Record number of non-EU techies coming to Blighty
Volumes to swell further post Brexit, bean counters predict
The quantity of non-EU IT workers coming to the UK to fill local skills gaps swelled to a new high of 36,015 in 2016.
That is way up on the 23,960 recorded in 2012, according to Home Office stats on the number of work permits issued.
SJD Accountancy, which crunched the data, claimed that with Brexit likely to restrict access to tech talent from EU countries, the UK will become more reliant on non-EU IT professionals unless it can drastically increase computer science graduates and ICT apprenticeships.
For each consecutive year the numbers of non-EU IT folk coming to the UK has increased since 2012. However, SJD said that although the overall amounts continued to rise in 2016, the rate of increase slowed down compared with previous years.
That is possibly due to sponsors taking stock of the Brexit vote, said Derek Kelly, chief executive of SJD.
───
The exercise: Reproduce the article's wording from "Record number of" down to "36,015 in 2016.", substituting "Britain" for "Blighty" throughout.

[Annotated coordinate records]
───
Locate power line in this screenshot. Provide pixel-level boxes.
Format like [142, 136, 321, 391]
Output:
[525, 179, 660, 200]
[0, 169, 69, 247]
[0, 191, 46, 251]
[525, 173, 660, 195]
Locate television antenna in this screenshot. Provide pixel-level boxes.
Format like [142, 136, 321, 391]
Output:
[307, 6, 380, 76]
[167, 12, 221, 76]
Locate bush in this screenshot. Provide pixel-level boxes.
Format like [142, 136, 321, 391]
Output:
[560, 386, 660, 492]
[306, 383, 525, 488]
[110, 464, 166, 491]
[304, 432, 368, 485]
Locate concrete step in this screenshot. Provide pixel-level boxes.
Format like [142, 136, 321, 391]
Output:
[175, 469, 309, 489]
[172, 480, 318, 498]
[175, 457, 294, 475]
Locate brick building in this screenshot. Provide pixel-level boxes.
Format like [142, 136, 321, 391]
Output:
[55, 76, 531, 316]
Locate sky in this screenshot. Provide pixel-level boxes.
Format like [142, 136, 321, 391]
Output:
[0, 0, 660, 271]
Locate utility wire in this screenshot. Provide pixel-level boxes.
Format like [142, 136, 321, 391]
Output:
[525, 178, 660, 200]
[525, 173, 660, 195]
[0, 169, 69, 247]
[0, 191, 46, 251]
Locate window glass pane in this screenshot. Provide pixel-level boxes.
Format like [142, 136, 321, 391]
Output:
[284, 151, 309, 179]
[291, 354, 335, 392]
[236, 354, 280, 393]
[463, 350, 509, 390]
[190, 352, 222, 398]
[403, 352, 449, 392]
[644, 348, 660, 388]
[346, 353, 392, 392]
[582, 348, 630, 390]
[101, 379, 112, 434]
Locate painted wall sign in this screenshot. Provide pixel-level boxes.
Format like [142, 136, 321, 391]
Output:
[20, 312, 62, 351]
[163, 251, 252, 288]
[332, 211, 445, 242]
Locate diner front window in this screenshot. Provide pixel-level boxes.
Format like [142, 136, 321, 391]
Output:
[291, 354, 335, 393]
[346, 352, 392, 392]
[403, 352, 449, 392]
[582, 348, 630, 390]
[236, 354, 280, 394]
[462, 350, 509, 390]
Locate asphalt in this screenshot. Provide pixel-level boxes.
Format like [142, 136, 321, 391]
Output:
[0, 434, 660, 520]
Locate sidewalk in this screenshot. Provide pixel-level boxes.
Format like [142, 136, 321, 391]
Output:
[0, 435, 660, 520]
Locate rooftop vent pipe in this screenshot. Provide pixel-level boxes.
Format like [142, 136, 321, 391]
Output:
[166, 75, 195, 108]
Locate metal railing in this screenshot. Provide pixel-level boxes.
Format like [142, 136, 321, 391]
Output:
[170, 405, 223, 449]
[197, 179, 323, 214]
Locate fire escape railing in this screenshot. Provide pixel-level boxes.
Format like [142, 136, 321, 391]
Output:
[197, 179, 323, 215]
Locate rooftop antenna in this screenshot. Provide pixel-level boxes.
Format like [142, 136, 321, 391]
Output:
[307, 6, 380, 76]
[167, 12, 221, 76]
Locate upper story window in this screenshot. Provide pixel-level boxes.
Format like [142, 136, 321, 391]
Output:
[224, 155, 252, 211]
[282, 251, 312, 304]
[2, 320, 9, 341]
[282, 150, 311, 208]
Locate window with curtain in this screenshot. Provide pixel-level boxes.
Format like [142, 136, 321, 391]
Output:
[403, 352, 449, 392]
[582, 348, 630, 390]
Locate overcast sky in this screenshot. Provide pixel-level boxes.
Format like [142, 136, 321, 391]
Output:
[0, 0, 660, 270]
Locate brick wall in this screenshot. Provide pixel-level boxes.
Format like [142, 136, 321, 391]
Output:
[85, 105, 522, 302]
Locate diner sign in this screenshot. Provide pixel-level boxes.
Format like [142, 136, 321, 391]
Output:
───
Right answer:
Record number of non-EU techies coming to Britain
Volumes to swell further post Brexit, bean counters predict
The quantity of non-EU IT workers coming to the UK to fill local skills gaps swelled to a new high of 36,015 in 2016.